## WHAT TO DO:
Could you put the lines starting at the line that contains "Task: an <instance>" and ending at the line that contains "box: [0, 5, 960, 353]" into a JSON list of strings, one string per line, leaving out any blank lines?

## DATA FOR PROCESSING:

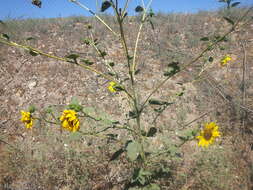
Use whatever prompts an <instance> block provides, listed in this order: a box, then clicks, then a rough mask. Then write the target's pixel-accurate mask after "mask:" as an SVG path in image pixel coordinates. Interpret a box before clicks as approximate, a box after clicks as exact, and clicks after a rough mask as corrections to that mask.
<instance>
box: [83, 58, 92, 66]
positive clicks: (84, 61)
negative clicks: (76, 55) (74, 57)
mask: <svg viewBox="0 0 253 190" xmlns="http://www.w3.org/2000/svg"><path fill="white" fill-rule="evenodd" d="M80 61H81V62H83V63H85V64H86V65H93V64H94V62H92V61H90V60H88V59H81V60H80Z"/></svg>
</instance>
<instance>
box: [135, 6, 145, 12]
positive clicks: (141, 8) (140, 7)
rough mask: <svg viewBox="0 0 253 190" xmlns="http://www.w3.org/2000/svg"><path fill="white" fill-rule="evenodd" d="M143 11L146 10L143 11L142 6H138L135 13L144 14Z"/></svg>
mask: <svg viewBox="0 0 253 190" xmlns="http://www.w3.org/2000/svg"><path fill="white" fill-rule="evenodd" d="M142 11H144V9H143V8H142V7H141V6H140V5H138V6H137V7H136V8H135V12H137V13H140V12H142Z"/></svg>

* * *

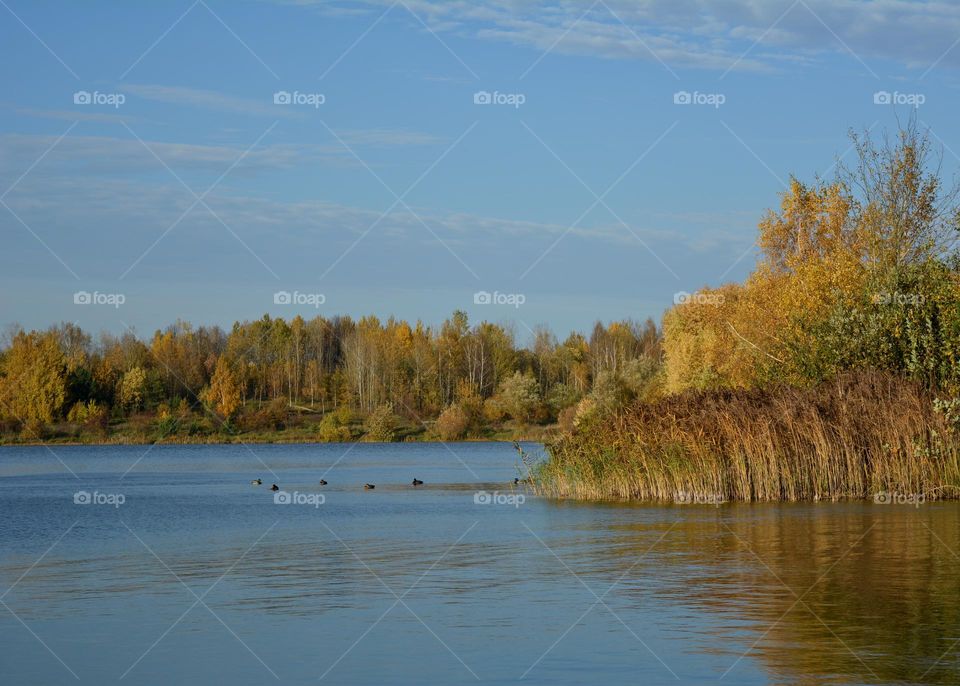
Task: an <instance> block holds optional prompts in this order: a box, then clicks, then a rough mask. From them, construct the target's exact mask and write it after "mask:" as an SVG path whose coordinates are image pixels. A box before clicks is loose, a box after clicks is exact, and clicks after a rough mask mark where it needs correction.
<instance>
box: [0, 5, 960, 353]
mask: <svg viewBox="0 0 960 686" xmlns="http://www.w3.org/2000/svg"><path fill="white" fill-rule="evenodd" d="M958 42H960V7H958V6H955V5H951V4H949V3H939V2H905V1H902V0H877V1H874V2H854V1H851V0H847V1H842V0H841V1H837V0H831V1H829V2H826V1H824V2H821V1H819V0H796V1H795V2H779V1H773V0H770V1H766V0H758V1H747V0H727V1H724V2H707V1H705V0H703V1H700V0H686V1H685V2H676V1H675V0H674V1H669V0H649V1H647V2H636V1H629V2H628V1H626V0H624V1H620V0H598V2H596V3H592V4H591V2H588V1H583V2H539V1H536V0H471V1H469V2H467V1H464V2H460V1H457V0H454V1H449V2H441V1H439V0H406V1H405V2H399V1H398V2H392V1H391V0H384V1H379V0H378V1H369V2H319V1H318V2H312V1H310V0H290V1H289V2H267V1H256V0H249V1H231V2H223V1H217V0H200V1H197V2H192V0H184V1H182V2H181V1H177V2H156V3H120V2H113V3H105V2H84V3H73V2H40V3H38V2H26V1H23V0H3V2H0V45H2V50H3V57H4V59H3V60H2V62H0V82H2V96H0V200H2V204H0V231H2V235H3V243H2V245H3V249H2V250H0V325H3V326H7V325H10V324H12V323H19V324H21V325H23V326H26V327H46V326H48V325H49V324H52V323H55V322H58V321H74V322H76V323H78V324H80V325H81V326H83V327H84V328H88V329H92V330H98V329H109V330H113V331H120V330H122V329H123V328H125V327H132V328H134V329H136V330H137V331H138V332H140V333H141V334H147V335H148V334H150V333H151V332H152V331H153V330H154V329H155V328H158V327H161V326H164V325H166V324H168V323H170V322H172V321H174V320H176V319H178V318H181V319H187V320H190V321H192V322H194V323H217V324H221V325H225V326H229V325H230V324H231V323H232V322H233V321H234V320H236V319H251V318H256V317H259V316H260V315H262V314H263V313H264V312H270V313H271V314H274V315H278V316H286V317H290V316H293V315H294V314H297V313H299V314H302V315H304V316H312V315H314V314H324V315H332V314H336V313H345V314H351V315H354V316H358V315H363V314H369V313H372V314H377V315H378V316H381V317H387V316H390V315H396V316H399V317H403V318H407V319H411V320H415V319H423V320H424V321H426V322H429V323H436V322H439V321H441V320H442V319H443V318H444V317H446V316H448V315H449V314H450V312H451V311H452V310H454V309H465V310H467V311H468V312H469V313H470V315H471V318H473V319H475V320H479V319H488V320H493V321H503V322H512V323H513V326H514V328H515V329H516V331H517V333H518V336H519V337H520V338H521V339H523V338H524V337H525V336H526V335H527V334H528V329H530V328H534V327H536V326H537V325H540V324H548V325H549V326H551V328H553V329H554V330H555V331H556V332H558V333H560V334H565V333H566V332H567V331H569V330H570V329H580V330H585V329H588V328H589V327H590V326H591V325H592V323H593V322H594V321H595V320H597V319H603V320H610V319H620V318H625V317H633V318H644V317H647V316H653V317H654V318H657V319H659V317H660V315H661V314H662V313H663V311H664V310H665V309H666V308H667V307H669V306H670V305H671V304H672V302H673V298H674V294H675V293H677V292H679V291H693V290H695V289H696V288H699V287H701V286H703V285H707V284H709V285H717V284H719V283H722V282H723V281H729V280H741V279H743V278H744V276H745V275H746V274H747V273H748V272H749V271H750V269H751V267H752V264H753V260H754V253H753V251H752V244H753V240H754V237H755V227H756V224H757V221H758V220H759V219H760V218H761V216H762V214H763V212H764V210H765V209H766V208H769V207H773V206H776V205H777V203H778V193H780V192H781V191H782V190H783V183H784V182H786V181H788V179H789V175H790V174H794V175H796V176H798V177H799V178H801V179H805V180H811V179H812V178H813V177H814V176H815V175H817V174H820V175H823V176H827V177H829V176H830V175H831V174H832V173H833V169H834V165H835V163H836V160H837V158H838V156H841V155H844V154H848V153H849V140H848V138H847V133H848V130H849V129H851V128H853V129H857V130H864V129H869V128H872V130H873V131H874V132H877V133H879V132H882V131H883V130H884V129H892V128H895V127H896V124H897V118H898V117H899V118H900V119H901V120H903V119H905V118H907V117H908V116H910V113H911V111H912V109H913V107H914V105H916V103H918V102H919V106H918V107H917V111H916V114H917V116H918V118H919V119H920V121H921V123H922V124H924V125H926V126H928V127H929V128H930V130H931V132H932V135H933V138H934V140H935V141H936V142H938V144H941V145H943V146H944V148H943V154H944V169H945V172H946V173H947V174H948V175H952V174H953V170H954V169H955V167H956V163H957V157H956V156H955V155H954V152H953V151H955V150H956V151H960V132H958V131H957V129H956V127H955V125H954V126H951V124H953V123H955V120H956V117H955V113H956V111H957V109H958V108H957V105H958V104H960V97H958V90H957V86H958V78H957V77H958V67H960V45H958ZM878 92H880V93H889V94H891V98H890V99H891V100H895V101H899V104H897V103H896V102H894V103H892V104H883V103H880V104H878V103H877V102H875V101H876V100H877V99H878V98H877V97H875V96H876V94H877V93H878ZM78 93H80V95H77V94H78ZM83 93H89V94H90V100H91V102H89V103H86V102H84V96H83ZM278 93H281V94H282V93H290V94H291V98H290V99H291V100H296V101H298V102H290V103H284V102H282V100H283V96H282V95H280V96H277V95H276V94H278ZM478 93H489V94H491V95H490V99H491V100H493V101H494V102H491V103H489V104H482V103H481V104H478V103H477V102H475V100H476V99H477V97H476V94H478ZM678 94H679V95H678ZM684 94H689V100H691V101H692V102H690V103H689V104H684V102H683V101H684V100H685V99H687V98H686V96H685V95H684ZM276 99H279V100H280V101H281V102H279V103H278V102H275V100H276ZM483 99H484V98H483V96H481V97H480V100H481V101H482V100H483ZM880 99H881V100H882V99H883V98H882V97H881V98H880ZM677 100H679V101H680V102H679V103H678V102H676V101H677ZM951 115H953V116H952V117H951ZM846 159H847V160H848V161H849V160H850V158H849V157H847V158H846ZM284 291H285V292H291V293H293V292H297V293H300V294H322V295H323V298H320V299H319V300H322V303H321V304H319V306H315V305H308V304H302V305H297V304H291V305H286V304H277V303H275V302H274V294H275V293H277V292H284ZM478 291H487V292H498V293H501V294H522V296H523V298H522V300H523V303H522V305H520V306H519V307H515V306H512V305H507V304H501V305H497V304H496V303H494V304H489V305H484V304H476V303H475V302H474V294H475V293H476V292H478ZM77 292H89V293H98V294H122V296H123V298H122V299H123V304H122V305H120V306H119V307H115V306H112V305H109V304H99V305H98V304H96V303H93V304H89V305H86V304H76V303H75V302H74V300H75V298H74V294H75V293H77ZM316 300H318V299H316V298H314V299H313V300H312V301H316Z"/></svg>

## RESULT OF THIS EXERCISE:
[
  "Task: an <instance> block holds optional prompts in this order: a box, then clicks, then a rough mask. From them, construct the target's exact mask and write it after \"mask:\" as an SVG path whose coordinates are image pixels. A box before clicks is loose, a box after clicks is exact, and clicks after a rough mask mark where it needs correction.",
  "<instance>",
  "box: [0, 5, 960, 353]"
]